*Указание 1:* Соответствуют ли статье о Дне народного единства утверждения (a) празднику в этом году исполнилось 11 лет, (b) смысловое наполнение праздника уже окончательно определено, (c) первая «цветная революция» произошла на Украине в конце 2004 года? На каждое ответьте «да» или «нет» и приведите решающие слова статьи дословно.
*Указание 2:* Какого числа отмечается День народного единства, согласно статье о нем?
*Указание 3:* Напишите продолжение статьи о Дне народного единства, начиная после ее последнего предложения.

*Приведённый отрывок:*
Что День единства нам готовит?
4 ноября — День народного единства. В этом году празднику «исполнилось» 11 лет — некруглая, но значимая дата, так как этот праздник отмечается в России уже целым поколением.
Правда, в отличие от других официальных дат, как доставшихся нам от СССР, так и вошедших в обиход уже в постсоветской России, вопрос о смысловом наполнении Дня народного единства по-прежнему открыт. Единство — это хорошо, но вопрос: кого, на каких основаниях и, возможно, против кого?
Об этом размышляет директор Центра политологических исследование Финансового университета при Правительстве РФ Павел Салин
НЕПРАЗДНИЧНАЯ ПРЕДЫСТОРИЯ
Исторически-конъюнктурная канва появления этого праздника хорошо просматривается — речь идет не об исторических перипетиях осени 1612 года, а о реалиях середины «нулевых». Стране, едва успевшей консолидироваться после хаоса «лихих 90-х», едва не приведших к гражданской войне, вновь угрожал раскол по двум причинам. Первая — внешняя. В конце 2004 года на Украине, где ситуация обоснованно воспринималась российской элитой как модельная, произошла первая «оранжевая», «цветная революция». Для России, которая до этого не сталкивалась напрямую с целенаправленным применением технологий softpower, это стало серьезным шоком и впервые заставило российские власти серьезно задуматься о соответствии реальной политики западных партнеров декларируемым намерениям.

*Выборка данных:*
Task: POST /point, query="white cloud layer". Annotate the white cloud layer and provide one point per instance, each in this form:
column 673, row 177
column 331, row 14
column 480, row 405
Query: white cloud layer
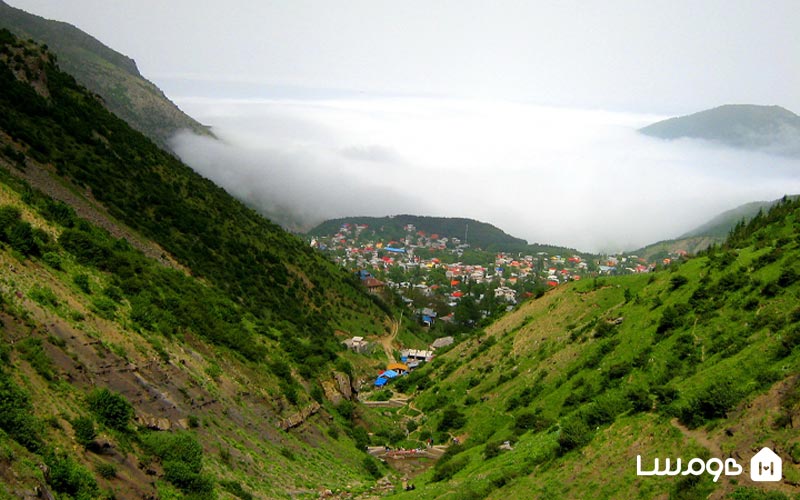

*Итоговый результат 1:*
(a) Да: «В этом году празднику «исполнилось» 11 лет».
(b) Нет: «вопрос о смысловом наполнении Дня народного единства по-прежнему открыт».
(c) Да: «В конце 2004 года на Украине, где ситуация обоснованно воспринималась российской элитой как модельная, произошла первая «оранжевая», «цветная революция»».

*Итоговый результат 2:* 4 ноября.

*Итоговый результат 3:*
К внешней угрозе добавилась внутренняя «трещина», появлению которой поспособствовала сама власть, а ее углублению и расширению — левая оппозиция. Речь идет о реакции общества на пресловутую монетизацию льгот, которая привела к массовым акциям протеста и стала активно эксплуатироваться прежде всего коммунистами. В 2005 году существовала серьезная опасность, что левые силы попытаются использовать празднование 7 ноября, которое всегда было «приватизированной» ими датой, для попытки инициировать общероссийскую акцию протеста.
В этих условиях форсированно был введен новый праздник 4 Ноября, который на тот момент купировал две угрозы. Первую, символическую с Запада, — путем противопоставления внешних захватчиков и пятой колонны внутри страны, поддержавшей лжедмитриев, во многом стихийному процессу консолидации элит и населения вокруг идеи сопротивления внешнему врагу. Вторую, внутреннюю — путем переноса праздничной даты с 7 на 4 ноября, что дезориентировало как сторонников левых, так и самих организаторов планирующихся событий и в итоге сорвало их замысел.
В 2015 году, по данным ВЦИОМ, более половины россиян считали, что в стране есть национальное единство»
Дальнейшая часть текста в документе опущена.